→ Exercise task: Rescale the rows starting at the beginning of the rows and ending at the line containing "[(412, 326)]", both included. Write out every line again, requests included, multiplying only the coordinates in the answers by 0.2 and rounding to whole numbers with halves rounded up; keep the requests and their sample bodies unchanged.

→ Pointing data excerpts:
** START **
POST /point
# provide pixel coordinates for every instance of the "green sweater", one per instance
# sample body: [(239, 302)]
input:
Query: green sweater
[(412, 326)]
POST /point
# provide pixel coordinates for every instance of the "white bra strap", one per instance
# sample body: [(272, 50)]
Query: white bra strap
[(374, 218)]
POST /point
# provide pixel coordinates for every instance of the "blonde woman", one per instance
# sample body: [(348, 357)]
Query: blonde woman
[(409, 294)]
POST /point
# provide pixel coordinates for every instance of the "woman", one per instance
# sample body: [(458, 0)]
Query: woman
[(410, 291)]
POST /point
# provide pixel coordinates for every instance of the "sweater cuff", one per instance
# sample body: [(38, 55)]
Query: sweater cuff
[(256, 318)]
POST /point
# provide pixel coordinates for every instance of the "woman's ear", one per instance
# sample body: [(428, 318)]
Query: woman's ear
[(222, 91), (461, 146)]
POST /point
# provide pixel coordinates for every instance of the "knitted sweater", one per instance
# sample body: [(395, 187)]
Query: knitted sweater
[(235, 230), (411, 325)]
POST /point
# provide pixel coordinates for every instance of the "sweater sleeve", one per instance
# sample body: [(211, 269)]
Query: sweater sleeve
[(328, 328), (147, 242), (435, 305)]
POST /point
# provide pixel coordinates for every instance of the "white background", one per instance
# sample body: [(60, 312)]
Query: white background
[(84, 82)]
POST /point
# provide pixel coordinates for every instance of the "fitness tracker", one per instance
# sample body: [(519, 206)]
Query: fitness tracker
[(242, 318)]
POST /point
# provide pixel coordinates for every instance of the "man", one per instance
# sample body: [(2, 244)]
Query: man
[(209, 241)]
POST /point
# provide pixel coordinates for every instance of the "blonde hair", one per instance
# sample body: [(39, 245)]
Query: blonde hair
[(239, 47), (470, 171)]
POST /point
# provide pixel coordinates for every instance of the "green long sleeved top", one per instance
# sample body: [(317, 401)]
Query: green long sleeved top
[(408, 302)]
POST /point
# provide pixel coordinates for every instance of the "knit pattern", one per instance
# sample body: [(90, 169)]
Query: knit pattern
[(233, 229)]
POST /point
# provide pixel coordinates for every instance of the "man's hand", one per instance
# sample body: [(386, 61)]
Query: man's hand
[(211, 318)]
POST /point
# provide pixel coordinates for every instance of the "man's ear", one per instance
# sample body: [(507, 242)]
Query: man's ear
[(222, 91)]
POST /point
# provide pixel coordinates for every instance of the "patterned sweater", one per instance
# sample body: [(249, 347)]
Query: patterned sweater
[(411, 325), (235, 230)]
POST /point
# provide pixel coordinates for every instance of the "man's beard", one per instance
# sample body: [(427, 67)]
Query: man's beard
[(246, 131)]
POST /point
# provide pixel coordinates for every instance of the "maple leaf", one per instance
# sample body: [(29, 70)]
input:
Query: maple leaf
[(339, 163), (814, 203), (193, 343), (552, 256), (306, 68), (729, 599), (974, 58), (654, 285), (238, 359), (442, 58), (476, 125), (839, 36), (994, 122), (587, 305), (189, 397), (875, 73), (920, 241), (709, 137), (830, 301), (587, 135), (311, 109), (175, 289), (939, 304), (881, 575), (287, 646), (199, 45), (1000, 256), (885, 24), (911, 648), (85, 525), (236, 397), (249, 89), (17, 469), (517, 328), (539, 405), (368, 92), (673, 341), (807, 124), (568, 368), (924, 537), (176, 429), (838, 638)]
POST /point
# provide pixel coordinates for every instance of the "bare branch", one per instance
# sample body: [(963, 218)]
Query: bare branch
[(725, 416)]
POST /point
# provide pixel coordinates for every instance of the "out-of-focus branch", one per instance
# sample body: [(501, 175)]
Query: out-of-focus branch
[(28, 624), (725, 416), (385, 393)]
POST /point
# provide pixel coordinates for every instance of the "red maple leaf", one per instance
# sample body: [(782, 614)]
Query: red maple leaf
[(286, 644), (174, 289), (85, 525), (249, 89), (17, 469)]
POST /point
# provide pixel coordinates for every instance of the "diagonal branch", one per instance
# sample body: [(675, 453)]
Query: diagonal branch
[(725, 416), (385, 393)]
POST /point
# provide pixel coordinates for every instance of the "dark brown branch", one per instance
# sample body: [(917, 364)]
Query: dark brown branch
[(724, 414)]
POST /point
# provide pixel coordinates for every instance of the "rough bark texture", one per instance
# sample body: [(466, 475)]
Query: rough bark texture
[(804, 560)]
** END **
→ Answer to this problem:
POST /point
# provide pixel coordinates for every instance of the "green sweater", one per instance
# sample body: [(239, 302)]
input:
Query: green sweater
[(82, 65)]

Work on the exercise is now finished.